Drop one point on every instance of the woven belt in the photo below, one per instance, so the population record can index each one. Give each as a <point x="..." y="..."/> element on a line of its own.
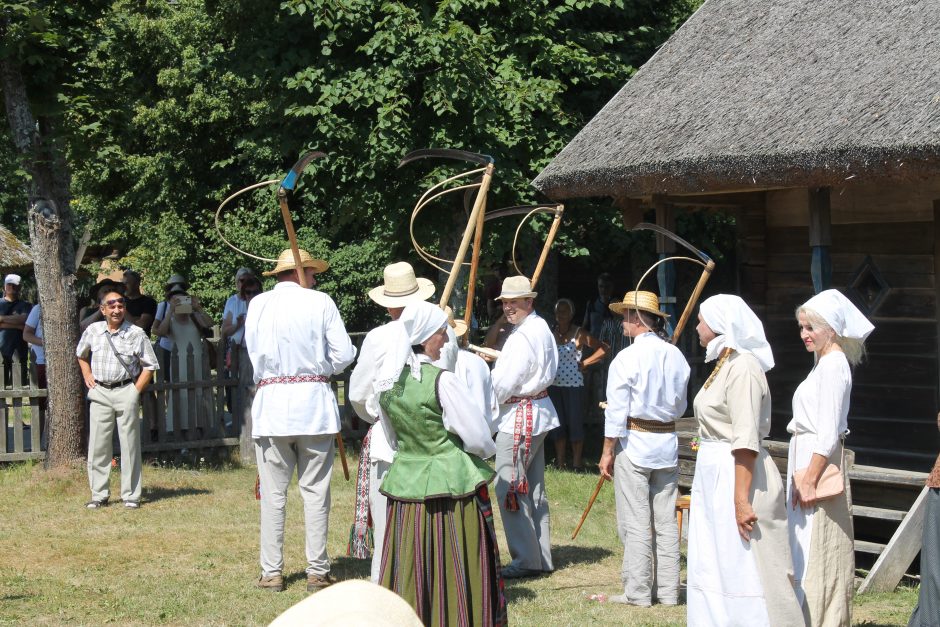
<point x="650" y="426"/>
<point x="300" y="378"/>
<point x="534" y="397"/>
<point x="114" y="386"/>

__What is expected__
Print the records above line for line with no changes, leaving out the picture.

__Completed task__
Drop one point on every instance of the woven belt in the photo below, one per instance, so the population record can index each one. Give each as a <point x="..." y="..."/> element on a line of its own.
<point x="650" y="426"/>
<point x="300" y="378"/>
<point x="534" y="397"/>
<point x="114" y="386"/>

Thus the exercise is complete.